YOUR GOAL: Put the records into a Markdown table with the columns Number and Record line. Start with the line containing "Expected: for every instance of the shower", go on through the line containing "[[387, 273], [229, 271], [270, 274], [347, 271]]", give each line its own numbered row, and leave out any blank lines.

::: DATA EXTRACT

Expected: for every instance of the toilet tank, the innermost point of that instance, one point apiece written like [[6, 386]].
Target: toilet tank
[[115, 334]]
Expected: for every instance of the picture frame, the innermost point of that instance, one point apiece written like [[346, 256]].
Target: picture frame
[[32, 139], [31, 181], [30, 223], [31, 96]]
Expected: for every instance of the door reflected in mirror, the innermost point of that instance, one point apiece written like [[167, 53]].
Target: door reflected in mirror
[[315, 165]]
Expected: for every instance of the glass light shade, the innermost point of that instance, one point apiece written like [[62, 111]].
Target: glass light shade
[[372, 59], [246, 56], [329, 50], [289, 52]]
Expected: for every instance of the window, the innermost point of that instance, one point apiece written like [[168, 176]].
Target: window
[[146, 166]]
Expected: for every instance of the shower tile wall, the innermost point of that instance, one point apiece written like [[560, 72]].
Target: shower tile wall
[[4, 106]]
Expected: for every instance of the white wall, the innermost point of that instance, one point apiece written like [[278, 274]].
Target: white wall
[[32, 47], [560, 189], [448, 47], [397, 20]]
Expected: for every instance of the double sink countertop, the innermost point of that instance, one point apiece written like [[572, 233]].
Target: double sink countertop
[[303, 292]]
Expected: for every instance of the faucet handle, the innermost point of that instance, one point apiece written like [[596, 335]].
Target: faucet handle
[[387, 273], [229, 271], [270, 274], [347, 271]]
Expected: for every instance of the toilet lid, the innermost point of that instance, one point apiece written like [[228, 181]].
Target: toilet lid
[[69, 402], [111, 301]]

::::::
::: DATA EXTRACT

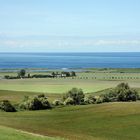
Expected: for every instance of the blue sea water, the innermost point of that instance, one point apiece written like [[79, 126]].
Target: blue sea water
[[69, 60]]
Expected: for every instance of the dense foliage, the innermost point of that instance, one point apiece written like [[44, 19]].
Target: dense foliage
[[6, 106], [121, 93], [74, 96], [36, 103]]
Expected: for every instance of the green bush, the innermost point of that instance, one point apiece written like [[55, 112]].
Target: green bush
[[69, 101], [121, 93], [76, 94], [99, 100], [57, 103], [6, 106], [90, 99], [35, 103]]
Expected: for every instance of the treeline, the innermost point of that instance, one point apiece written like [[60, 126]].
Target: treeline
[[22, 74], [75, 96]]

::::::

FINAL RESULT:
| Number | Record line |
|---|---|
| 1 | Expected: for every instance of the shower tile wall, the innermost point of that instance, one point apiece written like [[560, 72]]. |
| 2 | Target: shower tile wall |
| 3 | [[4, 106]] |
| 4 | Expected: for every instance of the white wall, the innermost point of that instance, one point apiece written like [[278, 274]]. |
| 5 | Target: white wall |
| 6 | [[32, 47], [560, 189], [448, 47], [397, 20]] |
| 7 | Expected: for every instance of the double sink countertop, the innermost point of that instance, one point apiece written like [[572, 233]]. |
| 8 | Target: double sink countertop |
| 9 | [[303, 292]] |
| 10 | Expected: for every instance of the faucet handle, the innermost point of that instance, one point apiece written like [[596, 335]]. |
| 11 | Target: faucet handle |
| 12 | [[387, 273], [229, 271], [270, 274], [347, 271]] |